— DATA ROWS —
* start *

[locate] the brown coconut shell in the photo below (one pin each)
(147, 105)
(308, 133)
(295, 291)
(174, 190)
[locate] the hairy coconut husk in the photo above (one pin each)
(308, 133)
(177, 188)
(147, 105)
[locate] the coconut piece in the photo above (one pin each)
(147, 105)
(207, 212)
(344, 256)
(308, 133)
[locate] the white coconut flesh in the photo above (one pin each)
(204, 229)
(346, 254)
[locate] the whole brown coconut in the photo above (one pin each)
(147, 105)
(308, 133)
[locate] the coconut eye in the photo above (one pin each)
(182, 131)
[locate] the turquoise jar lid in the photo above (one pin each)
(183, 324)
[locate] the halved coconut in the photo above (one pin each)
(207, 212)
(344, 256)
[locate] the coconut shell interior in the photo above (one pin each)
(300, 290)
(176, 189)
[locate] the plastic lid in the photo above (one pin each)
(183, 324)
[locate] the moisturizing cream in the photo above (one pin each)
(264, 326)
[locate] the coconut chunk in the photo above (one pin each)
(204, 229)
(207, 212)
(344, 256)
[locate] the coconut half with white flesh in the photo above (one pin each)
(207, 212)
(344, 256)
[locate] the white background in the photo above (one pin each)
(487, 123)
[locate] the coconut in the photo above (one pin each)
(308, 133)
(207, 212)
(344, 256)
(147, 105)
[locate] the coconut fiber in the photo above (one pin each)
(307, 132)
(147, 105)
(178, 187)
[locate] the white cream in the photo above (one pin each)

* end *
* start *

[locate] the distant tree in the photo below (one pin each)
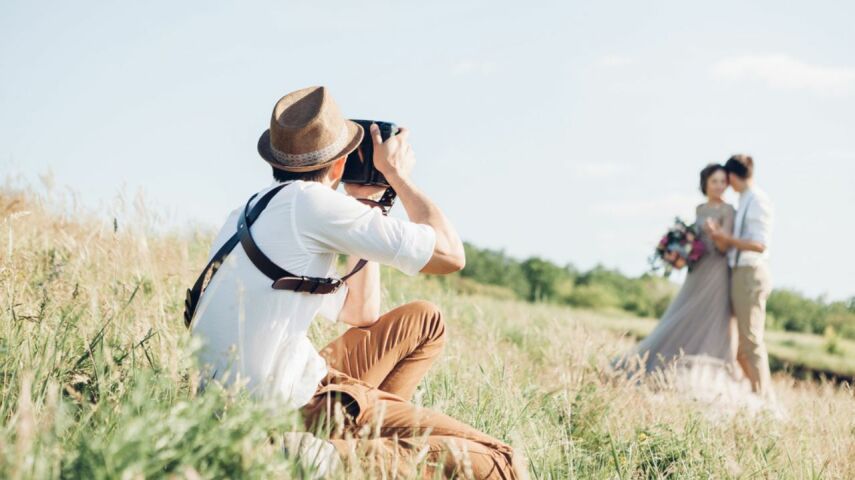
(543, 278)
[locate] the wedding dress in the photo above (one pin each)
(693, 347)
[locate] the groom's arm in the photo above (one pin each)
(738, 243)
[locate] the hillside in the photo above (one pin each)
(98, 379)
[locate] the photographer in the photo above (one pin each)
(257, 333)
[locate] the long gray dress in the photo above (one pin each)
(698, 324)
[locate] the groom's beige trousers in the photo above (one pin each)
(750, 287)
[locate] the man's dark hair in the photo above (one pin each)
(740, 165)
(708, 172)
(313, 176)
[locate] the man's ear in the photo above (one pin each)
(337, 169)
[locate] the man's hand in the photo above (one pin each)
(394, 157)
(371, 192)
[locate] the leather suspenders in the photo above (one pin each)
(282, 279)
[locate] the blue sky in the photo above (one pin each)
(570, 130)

* end *

— SET PROBLEM —
How many lines in the items above contain the word "flesh"? Reply with the number only.

— PROBLEM SOLUTION —
2